Material for this exercise →
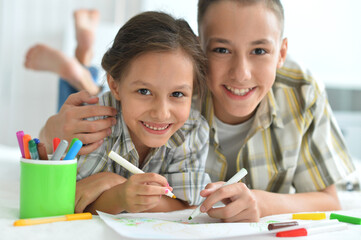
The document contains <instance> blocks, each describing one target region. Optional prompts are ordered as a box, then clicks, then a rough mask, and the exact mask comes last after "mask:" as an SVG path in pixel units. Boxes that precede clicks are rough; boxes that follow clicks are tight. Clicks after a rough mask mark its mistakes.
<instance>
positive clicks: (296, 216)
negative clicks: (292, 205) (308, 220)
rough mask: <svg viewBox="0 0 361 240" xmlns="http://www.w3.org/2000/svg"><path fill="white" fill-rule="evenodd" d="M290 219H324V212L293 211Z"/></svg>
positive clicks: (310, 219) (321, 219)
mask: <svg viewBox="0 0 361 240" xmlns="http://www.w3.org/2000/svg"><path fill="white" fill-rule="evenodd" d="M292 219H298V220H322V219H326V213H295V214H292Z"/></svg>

--

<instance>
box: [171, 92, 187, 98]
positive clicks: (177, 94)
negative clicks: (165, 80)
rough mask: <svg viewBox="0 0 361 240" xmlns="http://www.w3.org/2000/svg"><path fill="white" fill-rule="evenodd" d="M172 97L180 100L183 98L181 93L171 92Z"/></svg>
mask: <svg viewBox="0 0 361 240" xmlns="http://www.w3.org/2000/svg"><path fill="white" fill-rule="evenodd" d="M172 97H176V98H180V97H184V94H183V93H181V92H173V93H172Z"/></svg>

What is required → Copy the lines above word for word, from the line containing "The document contains" through the line containing "positive clicks: (310, 219) (321, 219)", including both of those lines.

Answer for the task →
The document contains <instance> blocks, each describing one target region. Optional prompts are ordered as a box, then clicks, then a rough mask, and the exact mask comes last after "mask:" as an SVG path in pixel units. Boxes that precede clicks are rough; boxes that follow clicks are tight. Clicks after a rough mask mark its mistakes.
<instance>
positive clicks: (296, 216)
negative clicks: (292, 205) (308, 220)
rough mask: <svg viewBox="0 0 361 240" xmlns="http://www.w3.org/2000/svg"><path fill="white" fill-rule="evenodd" d="M290 219H324V212L293 211Z"/></svg>
positive clicks: (310, 219) (321, 219)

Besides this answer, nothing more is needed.